---------- RAW RECORDS ----------

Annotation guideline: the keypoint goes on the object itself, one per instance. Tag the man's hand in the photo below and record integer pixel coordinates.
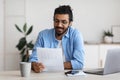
(37, 67)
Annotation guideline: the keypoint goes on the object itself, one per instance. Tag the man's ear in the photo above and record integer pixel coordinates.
(70, 23)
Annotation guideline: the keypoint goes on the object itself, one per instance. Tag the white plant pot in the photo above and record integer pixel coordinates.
(25, 69)
(108, 39)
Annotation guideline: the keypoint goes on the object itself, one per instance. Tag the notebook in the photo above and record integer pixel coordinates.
(51, 58)
(112, 63)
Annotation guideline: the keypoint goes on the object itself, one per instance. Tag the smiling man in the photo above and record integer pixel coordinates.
(61, 36)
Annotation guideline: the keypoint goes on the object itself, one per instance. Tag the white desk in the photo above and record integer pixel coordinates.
(15, 75)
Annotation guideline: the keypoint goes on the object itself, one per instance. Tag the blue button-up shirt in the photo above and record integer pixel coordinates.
(72, 44)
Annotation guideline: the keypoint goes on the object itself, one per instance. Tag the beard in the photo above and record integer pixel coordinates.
(60, 31)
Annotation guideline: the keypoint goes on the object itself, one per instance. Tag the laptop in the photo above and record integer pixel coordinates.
(112, 63)
(51, 58)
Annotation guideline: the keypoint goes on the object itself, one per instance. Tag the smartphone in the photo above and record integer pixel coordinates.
(72, 72)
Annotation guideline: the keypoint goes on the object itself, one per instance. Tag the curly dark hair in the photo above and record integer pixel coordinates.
(64, 9)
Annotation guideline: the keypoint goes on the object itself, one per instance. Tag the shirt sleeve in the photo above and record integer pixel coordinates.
(78, 52)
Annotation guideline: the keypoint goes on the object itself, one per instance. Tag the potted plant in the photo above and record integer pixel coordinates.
(24, 46)
(108, 36)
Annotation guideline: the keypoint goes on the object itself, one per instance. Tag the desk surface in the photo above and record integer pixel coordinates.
(15, 75)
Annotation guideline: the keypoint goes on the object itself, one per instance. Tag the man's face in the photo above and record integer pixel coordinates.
(61, 23)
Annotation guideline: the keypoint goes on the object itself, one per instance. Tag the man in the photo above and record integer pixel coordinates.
(64, 36)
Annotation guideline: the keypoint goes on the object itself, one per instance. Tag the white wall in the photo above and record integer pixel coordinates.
(1, 35)
(91, 17)
(14, 14)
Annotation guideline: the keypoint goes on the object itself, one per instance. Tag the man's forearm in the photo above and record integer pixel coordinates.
(67, 65)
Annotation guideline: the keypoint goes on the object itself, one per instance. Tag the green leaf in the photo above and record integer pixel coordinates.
(25, 27)
(22, 43)
(29, 31)
(30, 45)
(22, 52)
(18, 28)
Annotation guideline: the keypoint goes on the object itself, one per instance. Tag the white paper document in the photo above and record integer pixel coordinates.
(51, 58)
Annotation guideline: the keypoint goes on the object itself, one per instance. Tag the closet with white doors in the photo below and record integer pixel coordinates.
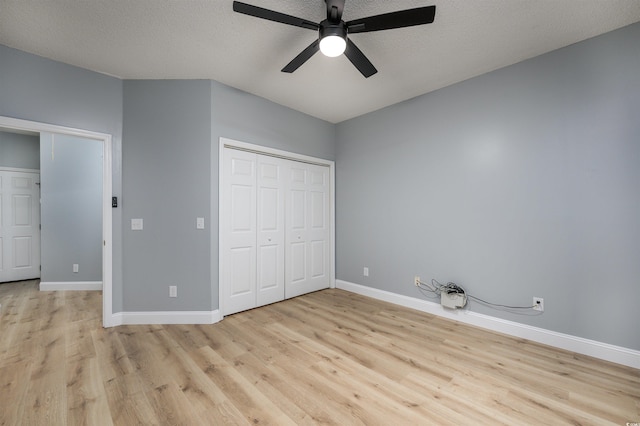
(275, 229)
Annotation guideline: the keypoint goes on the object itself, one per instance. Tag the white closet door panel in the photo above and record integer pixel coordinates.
(238, 222)
(270, 233)
(318, 259)
(307, 230)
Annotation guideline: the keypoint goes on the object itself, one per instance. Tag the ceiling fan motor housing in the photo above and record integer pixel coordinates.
(329, 29)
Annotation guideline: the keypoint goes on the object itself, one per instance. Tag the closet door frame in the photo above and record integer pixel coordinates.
(262, 150)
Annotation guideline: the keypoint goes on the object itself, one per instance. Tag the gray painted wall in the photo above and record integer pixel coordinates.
(19, 150)
(38, 89)
(71, 208)
(167, 141)
(171, 134)
(522, 182)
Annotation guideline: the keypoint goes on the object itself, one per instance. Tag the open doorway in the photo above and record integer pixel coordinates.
(30, 127)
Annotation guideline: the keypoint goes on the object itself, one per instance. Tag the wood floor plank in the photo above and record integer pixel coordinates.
(329, 357)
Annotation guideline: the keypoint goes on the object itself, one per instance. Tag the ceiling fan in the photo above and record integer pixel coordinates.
(333, 32)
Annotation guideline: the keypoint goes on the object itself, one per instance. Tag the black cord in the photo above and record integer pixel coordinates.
(452, 287)
(477, 299)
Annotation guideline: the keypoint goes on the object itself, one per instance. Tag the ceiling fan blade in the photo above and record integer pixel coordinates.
(271, 15)
(358, 59)
(334, 10)
(387, 21)
(303, 57)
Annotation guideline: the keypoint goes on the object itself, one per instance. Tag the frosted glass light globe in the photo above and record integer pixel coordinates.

----------

▶ [OBJECTIVE]: Reproduce nothing but the lines from the line containing "Tag the black" to the last line of the data, each exactly as written.

▶ [RESPONSE TO THE EXERCISE]:
Annotation guideline: the keypoint goes on the object itself, one per instance. Tag the black cord in the photo above and record integer pixel coordinates.
(452, 287)
(477, 299)
Annotation guideline: the keypoint goes on the object itself, one per instance. Tag the ceiling fan blade in the photo above and record integer pixel coordinates.
(271, 15)
(358, 59)
(334, 10)
(387, 21)
(303, 57)
Annotation guideline: the keypoint goes on the object itself, one per instance. Tag the frosted glass light globe in the photo above and record integer pixel coordinates.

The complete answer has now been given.